Records from a data source:
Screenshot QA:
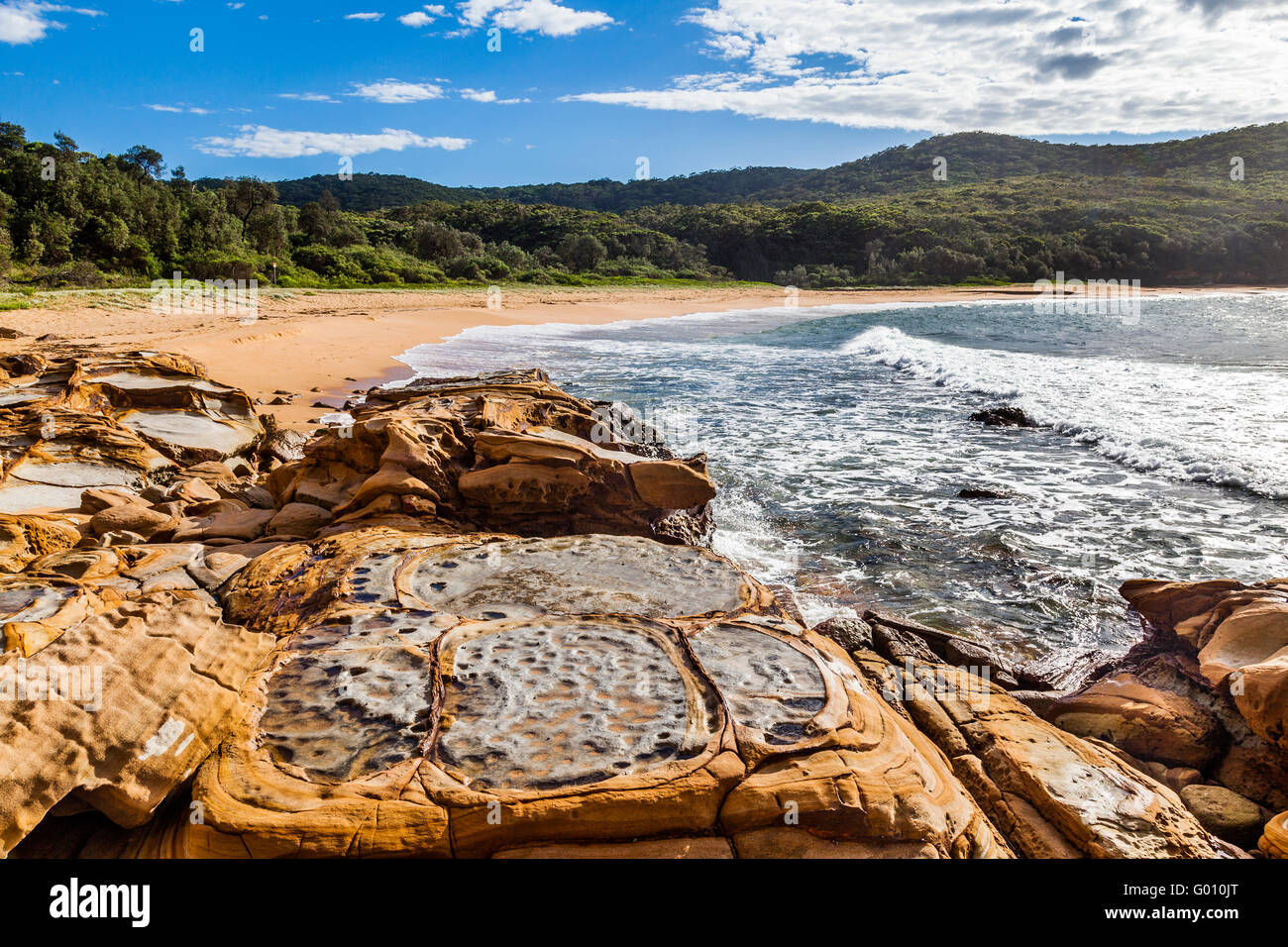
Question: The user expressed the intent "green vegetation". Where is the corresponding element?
[0,124,1288,288]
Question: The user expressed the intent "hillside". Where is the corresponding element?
[0,124,1288,288]
[261,123,1288,214]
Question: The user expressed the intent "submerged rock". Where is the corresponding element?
[970,404,1042,428]
[0,353,1251,858]
[1050,579,1288,824]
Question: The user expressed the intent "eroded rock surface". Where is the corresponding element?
[0,353,1251,857]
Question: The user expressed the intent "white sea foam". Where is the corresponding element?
[841,326,1288,498]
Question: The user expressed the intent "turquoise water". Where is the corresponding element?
[403,294,1288,656]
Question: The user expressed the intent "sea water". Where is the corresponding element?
[393,292,1288,657]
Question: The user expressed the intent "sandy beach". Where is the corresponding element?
[0,284,1265,430]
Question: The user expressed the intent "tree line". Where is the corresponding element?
[0,124,1288,288]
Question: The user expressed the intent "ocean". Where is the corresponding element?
[391,294,1288,660]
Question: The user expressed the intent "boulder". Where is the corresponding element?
[1046,674,1225,770]
[1257,811,1288,858]
[970,404,1040,428]
[1180,784,1266,849]
[89,504,177,541]
[859,653,1235,858]
[1122,581,1288,750]
[0,514,81,573]
[267,502,331,540]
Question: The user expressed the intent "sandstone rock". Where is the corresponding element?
[0,576,106,661]
[267,502,331,540]
[174,510,274,543]
[174,528,1009,856]
[89,504,177,541]
[1257,811,1288,858]
[1122,581,1288,750]
[1013,650,1115,691]
[1046,674,1225,770]
[860,656,1233,858]
[812,616,872,652]
[268,372,715,543]
[80,487,142,515]
[0,406,171,513]
[1180,784,1266,849]
[0,592,270,854]
[0,514,81,573]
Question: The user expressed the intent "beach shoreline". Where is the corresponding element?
[0,284,1276,430]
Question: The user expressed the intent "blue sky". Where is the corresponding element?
[0,0,1288,184]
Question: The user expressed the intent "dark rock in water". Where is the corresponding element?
[863,609,954,657]
[812,616,872,651]
[765,582,808,626]
[970,404,1042,428]
[957,487,1015,500]
[872,625,941,664]
[1014,651,1116,690]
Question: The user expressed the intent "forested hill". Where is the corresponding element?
[254,123,1288,213]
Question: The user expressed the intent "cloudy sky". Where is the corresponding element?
[0,0,1288,184]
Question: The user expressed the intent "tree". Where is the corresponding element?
[559,233,608,273]
[0,121,27,151]
[224,177,277,240]
[121,139,164,187]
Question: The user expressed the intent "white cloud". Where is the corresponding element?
[461,89,527,106]
[569,0,1288,136]
[0,0,107,47]
[197,125,473,158]
[398,4,447,29]
[143,103,215,115]
[460,0,614,36]
[277,91,340,106]
[349,78,443,104]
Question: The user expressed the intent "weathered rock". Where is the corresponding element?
[268,371,715,543]
[1180,784,1266,849]
[1122,579,1288,750]
[0,577,107,657]
[89,504,177,541]
[1046,674,1225,770]
[267,502,331,540]
[1013,651,1115,691]
[812,616,872,652]
[0,592,270,854]
[80,487,142,515]
[1257,811,1288,858]
[174,509,275,543]
[0,514,81,573]
[859,655,1232,858]
[0,407,172,513]
[0,353,265,513]
[165,530,1008,856]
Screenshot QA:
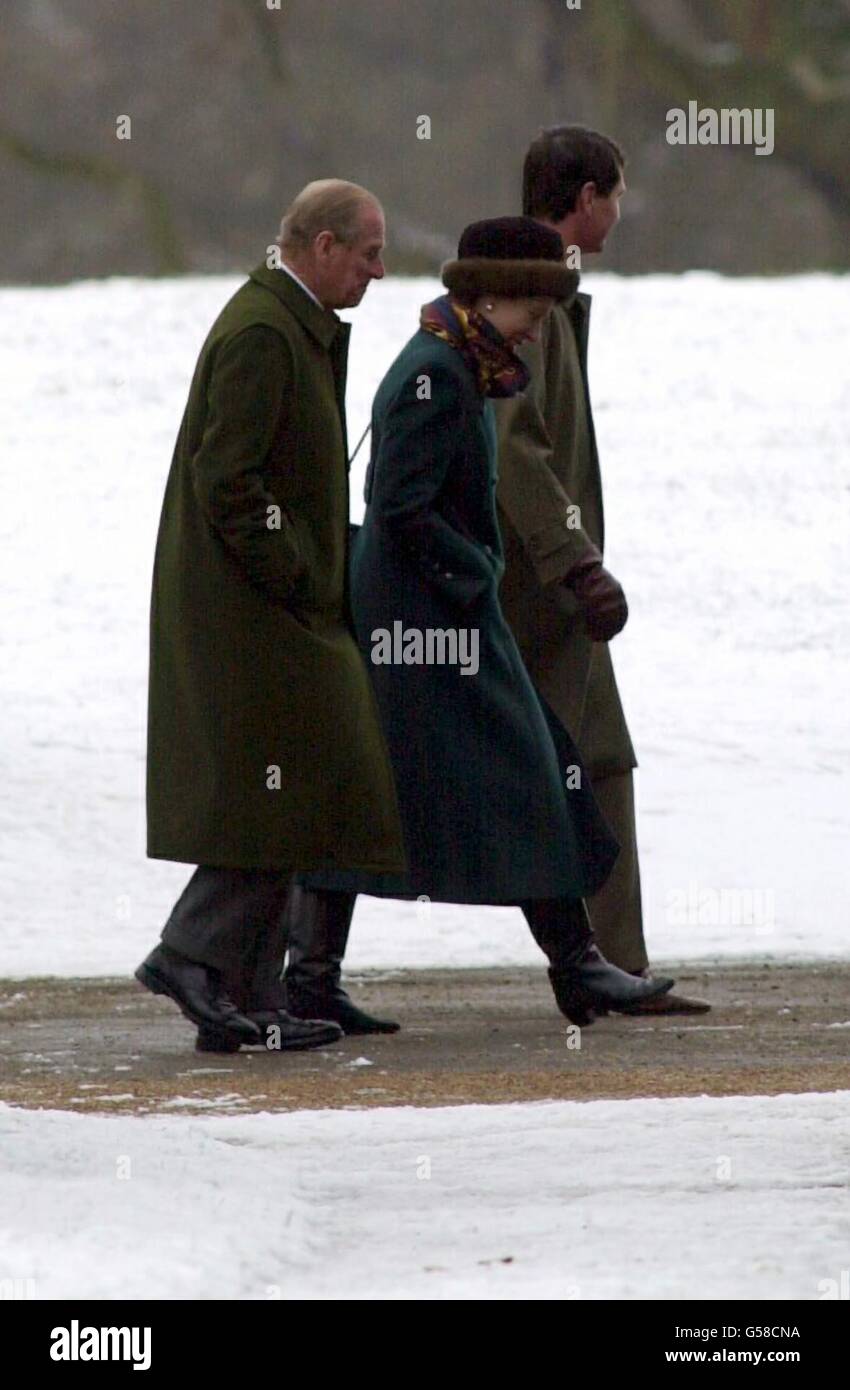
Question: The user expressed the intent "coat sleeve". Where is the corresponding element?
[496,325,592,585]
[192,324,304,599]
[369,364,497,605]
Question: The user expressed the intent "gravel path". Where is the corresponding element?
[0,962,850,1113]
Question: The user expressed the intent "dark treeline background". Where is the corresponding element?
[0,0,850,282]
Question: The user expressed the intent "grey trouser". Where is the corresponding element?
[163,865,292,1011]
[586,771,649,972]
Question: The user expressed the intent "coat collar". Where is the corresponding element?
[250,261,350,350]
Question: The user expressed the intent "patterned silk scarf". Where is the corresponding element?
[419,295,531,396]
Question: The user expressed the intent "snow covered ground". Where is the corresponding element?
[0,1087,850,1301]
[0,274,850,978]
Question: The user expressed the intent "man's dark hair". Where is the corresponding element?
[522,125,625,222]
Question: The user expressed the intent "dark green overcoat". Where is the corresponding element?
[496,295,638,777]
[147,265,404,872]
[306,329,617,904]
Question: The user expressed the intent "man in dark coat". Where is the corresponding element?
[136,179,406,1049]
[496,126,708,1013]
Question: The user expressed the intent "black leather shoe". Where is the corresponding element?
[286,983,401,1037]
[549,942,675,1027]
[194,1009,343,1052]
[135,944,260,1047]
[285,884,401,1037]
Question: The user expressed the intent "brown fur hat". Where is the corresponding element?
[443,217,579,300]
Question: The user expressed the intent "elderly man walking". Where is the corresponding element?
[497,125,708,1013]
[136,179,406,1051]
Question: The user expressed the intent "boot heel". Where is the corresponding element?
[133,965,168,994]
[549,969,597,1029]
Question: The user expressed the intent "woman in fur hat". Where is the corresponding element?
[198,217,672,1033]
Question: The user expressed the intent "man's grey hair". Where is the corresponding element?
[276,178,382,252]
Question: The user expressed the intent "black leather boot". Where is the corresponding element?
[194,1009,343,1052]
[135,942,260,1051]
[283,884,400,1034]
[521,898,675,1027]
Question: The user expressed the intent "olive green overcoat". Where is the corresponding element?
[147,265,406,872]
[494,287,638,776]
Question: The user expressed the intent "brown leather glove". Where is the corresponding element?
[564,545,629,642]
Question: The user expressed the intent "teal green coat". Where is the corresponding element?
[307,331,617,904]
[147,267,404,872]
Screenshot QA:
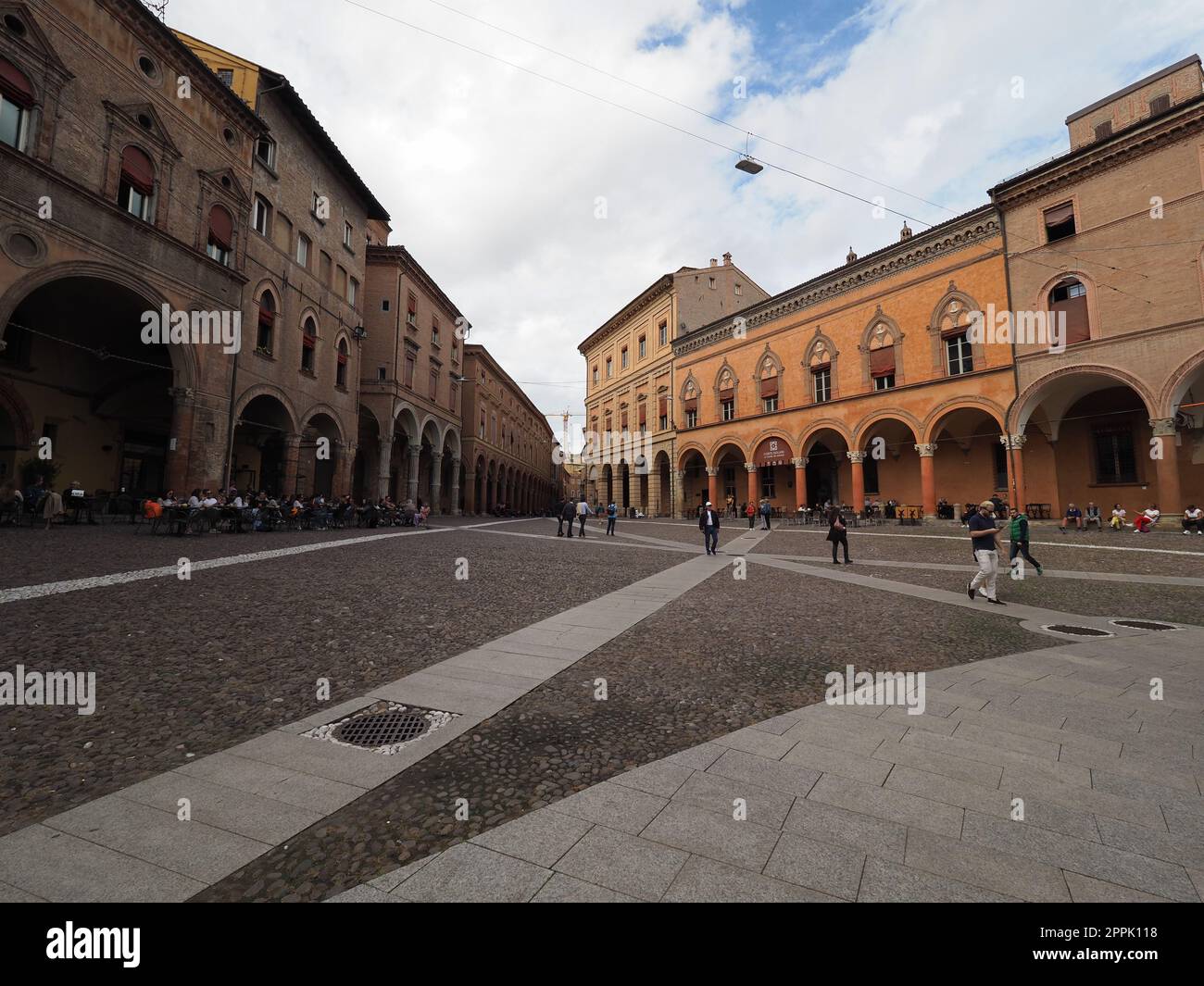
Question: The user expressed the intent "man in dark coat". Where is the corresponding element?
[698,500,719,555]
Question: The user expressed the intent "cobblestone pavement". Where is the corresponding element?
[0,520,1204,901]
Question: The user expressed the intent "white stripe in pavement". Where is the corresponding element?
[634,520,1204,558]
[0,518,525,603]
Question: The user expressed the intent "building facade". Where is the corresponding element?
[356,239,470,514]
[991,56,1204,516]
[578,253,768,517]
[178,33,389,496]
[462,344,561,514]
[673,206,1012,517]
[0,0,268,493]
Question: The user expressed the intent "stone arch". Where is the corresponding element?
[0,260,201,389]
[233,384,299,433]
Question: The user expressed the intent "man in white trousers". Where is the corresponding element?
[966,500,1007,605]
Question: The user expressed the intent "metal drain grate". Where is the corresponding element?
[334,709,431,748]
[1112,620,1179,630]
[1044,624,1112,637]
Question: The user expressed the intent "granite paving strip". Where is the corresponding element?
[349,627,1204,902]
[0,532,759,901]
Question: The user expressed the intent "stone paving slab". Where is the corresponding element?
[346,629,1204,903]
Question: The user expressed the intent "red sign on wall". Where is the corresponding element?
[753,438,792,466]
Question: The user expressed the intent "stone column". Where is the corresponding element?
[1143,418,1184,514]
[406,444,420,510]
[915,442,936,520]
[790,456,807,506]
[375,438,393,500]
[999,434,1027,513]
[165,386,195,498]
[846,450,866,514]
[278,431,301,498]
[431,452,443,514]
[450,456,457,517]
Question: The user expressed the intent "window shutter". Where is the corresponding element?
[121,144,154,195]
[209,206,233,250]
[870,345,895,377]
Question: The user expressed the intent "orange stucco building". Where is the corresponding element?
[673,206,1014,516]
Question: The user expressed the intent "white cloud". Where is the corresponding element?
[169,0,1204,452]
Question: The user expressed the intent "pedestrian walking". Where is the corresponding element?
[698,500,719,555]
[827,506,852,565]
[1008,510,1045,576]
[966,500,1007,605]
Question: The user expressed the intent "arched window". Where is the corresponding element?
[301,316,318,376]
[256,292,276,356]
[117,144,154,221]
[0,57,33,153]
[334,340,350,388]
[1048,277,1091,345]
[205,206,233,268]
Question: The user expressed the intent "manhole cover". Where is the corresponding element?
[334,712,431,746]
[1044,624,1112,637]
[1112,620,1179,630]
[302,700,458,756]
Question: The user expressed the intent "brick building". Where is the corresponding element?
[356,239,472,514]
[673,206,1012,516]
[578,253,768,517]
[462,345,562,514]
[991,56,1204,516]
[0,0,265,493]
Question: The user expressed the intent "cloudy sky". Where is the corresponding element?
[168,0,1204,448]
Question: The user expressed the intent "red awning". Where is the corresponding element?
[121,144,154,195]
[753,437,791,466]
[870,345,895,377]
[0,57,33,109]
[209,206,233,250]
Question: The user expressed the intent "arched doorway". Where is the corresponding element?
[0,276,185,496]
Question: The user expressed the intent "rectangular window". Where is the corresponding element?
[811,366,832,405]
[758,466,777,500]
[1043,202,1075,243]
[946,332,974,377]
[1095,426,1138,482]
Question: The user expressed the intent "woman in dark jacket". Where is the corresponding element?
[828,506,852,565]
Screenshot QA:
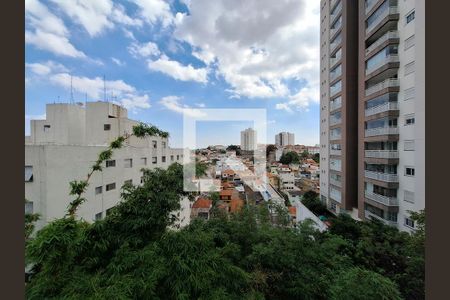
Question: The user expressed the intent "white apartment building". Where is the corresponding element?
[25,102,186,229]
[241,128,257,151]
[275,132,295,147]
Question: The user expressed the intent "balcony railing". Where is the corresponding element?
[365,78,400,96]
[330,149,341,155]
[330,101,342,111]
[366,6,398,35]
[364,170,398,182]
[364,210,397,226]
[366,54,400,75]
[366,127,398,137]
[364,150,398,159]
[365,101,398,117]
[364,191,398,206]
[366,30,399,54]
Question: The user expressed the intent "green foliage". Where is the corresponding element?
[330,267,402,300]
[280,151,300,165]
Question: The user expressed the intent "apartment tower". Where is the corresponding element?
[320,0,425,231]
[320,0,358,218]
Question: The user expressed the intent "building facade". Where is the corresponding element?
[320,0,425,231]
[241,128,257,151]
[275,132,295,147]
[25,102,189,229]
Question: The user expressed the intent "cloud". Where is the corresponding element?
[51,0,143,37]
[128,42,160,58]
[111,57,126,67]
[25,0,86,58]
[131,0,174,27]
[174,0,320,105]
[159,96,206,118]
[148,55,208,83]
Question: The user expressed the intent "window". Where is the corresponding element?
[94,212,103,221]
[403,190,414,203]
[95,186,103,195]
[25,201,33,214]
[405,114,415,126]
[123,158,133,168]
[25,166,33,182]
[405,167,415,177]
[106,182,116,191]
[406,10,416,24]
[405,217,414,228]
[106,160,116,168]
[403,140,414,151]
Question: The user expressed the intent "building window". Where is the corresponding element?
[403,140,414,151]
[405,114,416,126]
[106,159,116,168]
[405,217,414,228]
[94,212,103,221]
[25,201,33,214]
[25,166,33,182]
[403,190,414,203]
[95,186,103,195]
[106,182,116,191]
[406,10,416,24]
[405,167,415,177]
[123,158,133,168]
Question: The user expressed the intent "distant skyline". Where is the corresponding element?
[25,0,320,147]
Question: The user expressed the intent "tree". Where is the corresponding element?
[280,151,300,165]
[330,267,402,300]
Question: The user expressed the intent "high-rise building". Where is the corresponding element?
[241,128,256,151]
[320,0,425,230]
[275,132,295,147]
[25,102,189,229]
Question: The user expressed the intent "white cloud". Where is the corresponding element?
[174,0,320,103]
[159,96,206,118]
[131,0,173,27]
[128,42,160,58]
[25,0,86,58]
[111,57,126,67]
[148,55,208,83]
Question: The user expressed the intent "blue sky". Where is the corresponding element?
[25,0,320,147]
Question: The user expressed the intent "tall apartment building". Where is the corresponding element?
[320,0,358,217]
[275,132,295,147]
[25,102,189,229]
[241,128,257,151]
[321,0,425,231]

- _Goal_
List every line of the data that contains the word "brown", matching case exactly.

- _Response below_
Question: The user expressed the intent "brown fur hat". Where is the corresponding element?
Question: The user expressed the intent "brown leather glove". Where is the corresponding element?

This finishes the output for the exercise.